■ YOUR GOAL
Reproduce every one of the following lines, requests included, and shift each x and y coordinate in the answers by -5. Leave the pictures out of your answer.

■ EXTRACTED DATA
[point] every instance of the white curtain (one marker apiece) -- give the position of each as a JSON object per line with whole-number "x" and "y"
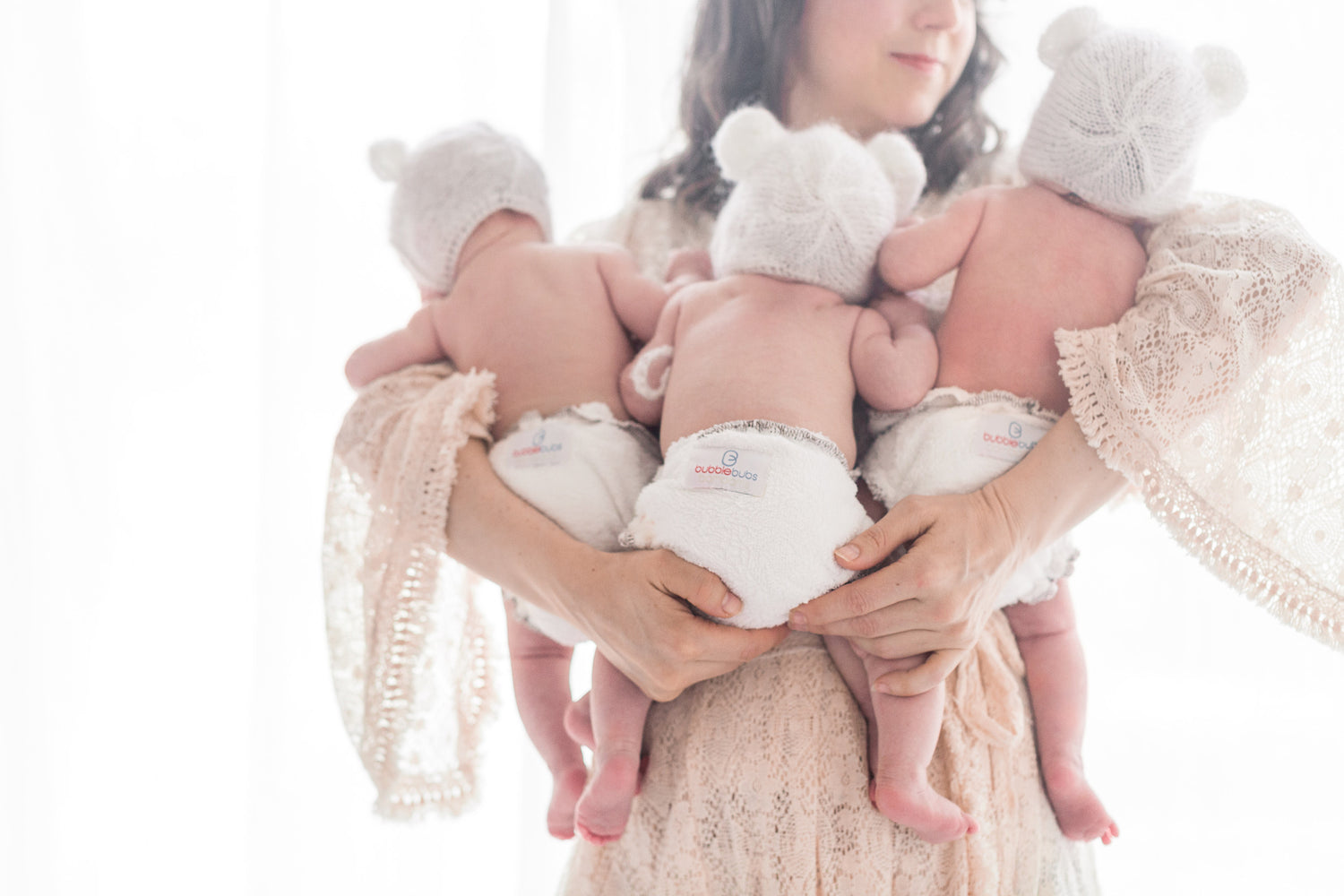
{"x": 190, "y": 245}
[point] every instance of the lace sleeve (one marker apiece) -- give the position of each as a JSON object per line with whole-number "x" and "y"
{"x": 1219, "y": 397}
{"x": 409, "y": 649}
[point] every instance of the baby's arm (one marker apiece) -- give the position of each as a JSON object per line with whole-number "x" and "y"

■ THE OUTPUT
[point] every instance of the white curtain (one marker apiece) -- give the position of each as a JSON object per line with whole-number "x" and "y"
{"x": 185, "y": 240}
[point] every instance of the lace sleeve (one marker apiece) -- give the position of each as a JSON object per line with whole-number "x" and "y"
{"x": 1214, "y": 392}
{"x": 404, "y": 644}
[point] every instance of the baby's arm (one marker apiece) -- give the position of each as a JSON object per line with whole-number "x" and "y"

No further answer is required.